___ SUPPLIED RECORDS ___

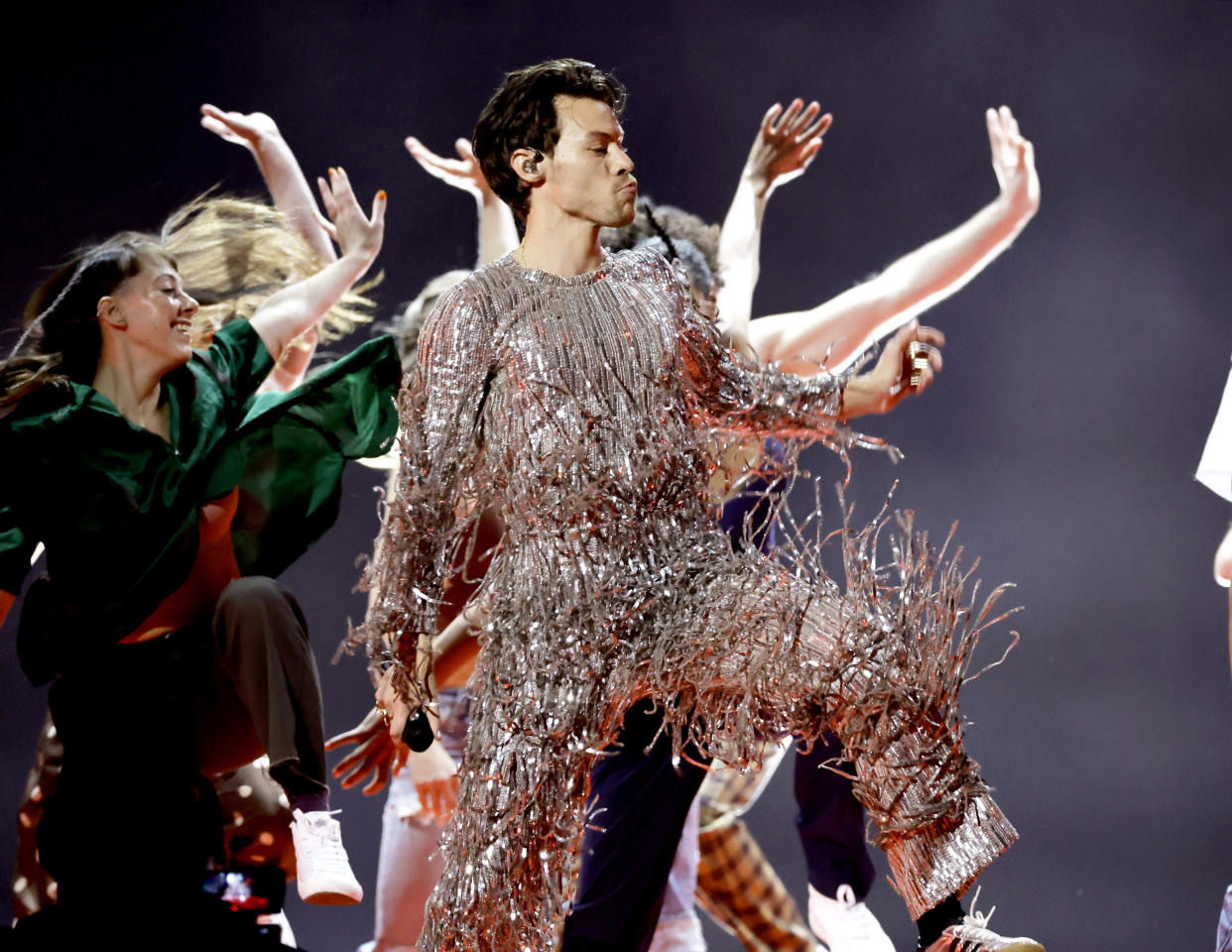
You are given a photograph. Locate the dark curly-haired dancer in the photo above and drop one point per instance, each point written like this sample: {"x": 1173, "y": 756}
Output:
{"x": 575, "y": 388}
{"x": 168, "y": 494}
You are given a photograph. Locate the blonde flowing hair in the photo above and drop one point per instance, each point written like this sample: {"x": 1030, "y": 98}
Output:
{"x": 232, "y": 255}
{"x": 235, "y": 253}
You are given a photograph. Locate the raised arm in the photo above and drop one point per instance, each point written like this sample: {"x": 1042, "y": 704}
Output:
{"x": 783, "y": 149}
{"x": 498, "y": 234}
{"x": 840, "y": 329}
{"x": 296, "y": 308}
{"x": 732, "y": 395}
{"x": 289, "y": 187}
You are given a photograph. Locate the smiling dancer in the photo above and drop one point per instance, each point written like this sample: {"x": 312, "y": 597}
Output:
{"x": 146, "y": 477}
{"x": 570, "y": 385}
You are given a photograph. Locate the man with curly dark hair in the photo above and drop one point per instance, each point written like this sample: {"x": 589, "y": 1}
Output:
{"x": 571, "y": 385}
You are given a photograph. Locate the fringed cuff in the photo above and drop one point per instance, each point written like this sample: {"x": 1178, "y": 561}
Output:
{"x": 945, "y": 860}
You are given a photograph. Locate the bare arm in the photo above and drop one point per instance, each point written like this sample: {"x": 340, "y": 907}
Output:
{"x": 498, "y": 234}
{"x": 289, "y": 187}
{"x": 299, "y": 306}
{"x": 836, "y": 331}
{"x": 785, "y": 146}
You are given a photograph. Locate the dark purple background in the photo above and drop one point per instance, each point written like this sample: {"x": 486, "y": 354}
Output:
{"x": 1082, "y": 372}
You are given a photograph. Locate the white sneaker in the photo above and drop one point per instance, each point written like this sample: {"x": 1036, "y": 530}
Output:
{"x": 324, "y": 874}
{"x": 972, "y": 935}
{"x": 844, "y": 924}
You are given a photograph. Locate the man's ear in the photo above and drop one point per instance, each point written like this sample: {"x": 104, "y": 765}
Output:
{"x": 110, "y": 313}
{"x": 526, "y": 164}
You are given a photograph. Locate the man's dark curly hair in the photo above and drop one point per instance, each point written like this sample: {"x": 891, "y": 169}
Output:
{"x": 521, "y": 116}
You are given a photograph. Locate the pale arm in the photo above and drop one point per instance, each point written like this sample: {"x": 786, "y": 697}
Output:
{"x": 785, "y": 146}
{"x": 299, "y": 306}
{"x": 1223, "y": 559}
{"x": 498, "y": 234}
{"x": 289, "y": 187}
{"x": 843, "y": 327}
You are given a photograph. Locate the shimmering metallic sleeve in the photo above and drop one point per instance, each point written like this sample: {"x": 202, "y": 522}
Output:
{"x": 424, "y": 523}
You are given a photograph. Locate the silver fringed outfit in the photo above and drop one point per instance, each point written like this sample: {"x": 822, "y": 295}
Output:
{"x": 581, "y": 408}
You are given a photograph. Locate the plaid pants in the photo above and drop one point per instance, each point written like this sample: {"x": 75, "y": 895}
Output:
{"x": 737, "y": 886}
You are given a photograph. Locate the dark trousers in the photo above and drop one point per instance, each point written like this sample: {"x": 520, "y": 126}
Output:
{"x": 830, "y": 821}
{"x": 133, "y": 821}
{"x": 641, "y": 803}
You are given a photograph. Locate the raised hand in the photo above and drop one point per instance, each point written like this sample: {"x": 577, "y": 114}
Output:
{"x": 462, "y": 173}
{"x": 372, "y": 757}
{"x": 787, "y": 143}
{"x": 248, "y": 130}
{"x": 356, "y": 234}
{"x": 1013, "y": 162}
{"x": 908, "y": 363}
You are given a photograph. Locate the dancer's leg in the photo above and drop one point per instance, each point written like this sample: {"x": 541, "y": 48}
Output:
{"x": 271, "y": 682}
{"x": 830, "y": 821}
{"x": 641, "y": 802}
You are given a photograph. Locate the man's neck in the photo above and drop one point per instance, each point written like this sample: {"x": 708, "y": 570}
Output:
{"x": 559, "y": 244}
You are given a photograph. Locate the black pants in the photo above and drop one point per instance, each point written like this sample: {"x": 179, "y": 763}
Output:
{"x": 830, "y": 823}
{"x": 627, "y": 850}
{"x": 133, "y": 820}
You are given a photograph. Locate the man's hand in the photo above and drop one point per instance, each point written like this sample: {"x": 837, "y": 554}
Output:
{"x": 397, "y": 711}
{"x": 785, "y": 144}
{"x": 356, "y": 234}
{"x": 248, "y": 130}
{"x": 462, "y": 173}
{"x": 908, "y": 365}
{"x": 436, "y": 782}
{"x": 1013, "y": 163}
{"x": 373, "y": 754}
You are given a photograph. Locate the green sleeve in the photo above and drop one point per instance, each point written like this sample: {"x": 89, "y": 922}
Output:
{"x": 15, "y": 550}
{"x": 238, "y": 360}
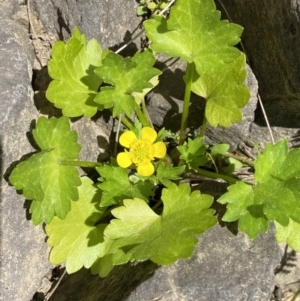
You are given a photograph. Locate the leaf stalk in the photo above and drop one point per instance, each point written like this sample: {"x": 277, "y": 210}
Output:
{"x": 87, "y": 164}
{"x": 186, "y": 101}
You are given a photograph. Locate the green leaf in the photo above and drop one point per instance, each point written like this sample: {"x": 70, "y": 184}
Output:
{"x": 77, "y": 241}
{"x": 166, "y": 238}
{"x": 193, "y": 152}
{"x": 225, "y": 93}
{"x": 165, "y": 174}
{"x": 75, "y": 84}
{"x": 219, "y": 149}
{"x": 195, "y": 33}
{"x": 275, "y": 195}
{"x": 126, "y": 77}
{"x": 50, "y": 185}
{"x": 271, "y": 161}
{"x": 104, "y": 265}
{"x": 116, "y": 186}
{"x": 289, "y": 234}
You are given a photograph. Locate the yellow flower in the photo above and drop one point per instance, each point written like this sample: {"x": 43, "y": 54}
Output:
{"x": 141, "y": 151}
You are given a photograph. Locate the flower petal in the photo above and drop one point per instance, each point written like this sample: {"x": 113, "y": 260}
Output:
{"x": 145, "y": 169}
{"x": 149, "y": 134}
{"x": 127, "y": 138}
{"x": 158, "y": 149}
{"x": 124, "y": 159}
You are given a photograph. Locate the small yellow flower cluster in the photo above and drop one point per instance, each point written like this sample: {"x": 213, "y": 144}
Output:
{"x": 141, "y": 151}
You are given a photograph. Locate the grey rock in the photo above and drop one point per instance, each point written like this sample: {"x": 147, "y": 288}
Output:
{"x": 166, "y": 101}
{"x": 224, "y": 267}
{"x": 23, "y": 253}
{"x": 288, "y": 273}
{"x": 240, "y": 131}
{"x": 272, "y": 45}
{"x": 110, "y": 22}
{"x": 8, "y": 8}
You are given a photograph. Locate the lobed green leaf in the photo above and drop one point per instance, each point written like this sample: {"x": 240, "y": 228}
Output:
{"x": 195, "y": 33}
{"x": 77, "y": 240}
{"x": 116, "y": 186}
{"x": 162, "y": 238}
{"x": 75, "y": 83}
{"x": 126, "y": 77}
{"x": 275, "y": 195}
{"x": 225, "y": 93}
{"x": 42, "y": 178}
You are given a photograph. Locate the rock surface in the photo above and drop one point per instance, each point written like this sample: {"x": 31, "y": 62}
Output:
{"x": 23, "y": 253}
{"x": 272, "y": 43}
{"x": 224, "y": 267}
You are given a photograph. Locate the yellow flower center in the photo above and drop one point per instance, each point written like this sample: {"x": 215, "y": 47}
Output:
{"x": 140, "y": 151}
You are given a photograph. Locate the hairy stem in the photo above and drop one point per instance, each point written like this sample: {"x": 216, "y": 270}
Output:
{"x": 143, "y": 119}
{"x": 127, "y": 123}
{"x": 146, "y": 112}
{"x": 213, "y": 175}
{"x": 240, "y": 158}
{"x": 204, "y": 123}
{"x": 186, "y": 102}
{"x": 88, "y": 164}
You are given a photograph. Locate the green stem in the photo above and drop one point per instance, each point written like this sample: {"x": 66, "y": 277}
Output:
{"x": 88, "y": 164}
{"x": 204, "y": 123}
{"x": 214, "y": 175}
{"x": 127, "y": 123}
{"x": 296, "y": 295}
{"x": 143, "y": 119}
{"x": 186, "y": 101}
{"x": 240, "y": 158}
{"x": 146, "y": 112}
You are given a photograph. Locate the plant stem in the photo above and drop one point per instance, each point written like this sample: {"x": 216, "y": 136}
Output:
{"x": 240, "y": 158}
{"x": 146, "y": 112}
{"x": 214, "y": 175}
{"x": 296, "y": 295}
{"x": 204, "y": 124}
{"x": 127, "y": 123}
{"x": 143, "y": 119}
{"x": 186, "y": 102}
{"x": 88, "y": 164}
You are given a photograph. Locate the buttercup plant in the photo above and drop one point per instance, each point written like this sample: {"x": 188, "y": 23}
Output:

___

WHAT YOU WILL DO - Starting at the line that contains "You are given a photograph. Locate the plant" and ending at the last line of the rows, write those lines out again, requests included. Multiply every x and y coordinate in the answers by 0.55 and round each to a whole number, halves up, but leave the requests and their sample points unchanged.

THE SOLUTION -
You are given a photograph. Locate the plant stem in the photo above and drop one point per instance, each point written like this sample: {"x": 216, "y": 136}
Output:
{"x": 132, "y": 87}
{"x": 80, "y": 62}
{"x": 118, "y": 96}
{"x": 163, "y": 162}
{"x": 112, "y": 68}
{"x": 70, "y": 68}
{"x": 79, "y": 65}
{"x": 102, "y": 56}
{"x": 48, "y": 90}
You are given a photograph. Locate the buttercup plant in the photo above and drop one point per instance, each point written like this sample: {"x": 188, "y": 23}
Output:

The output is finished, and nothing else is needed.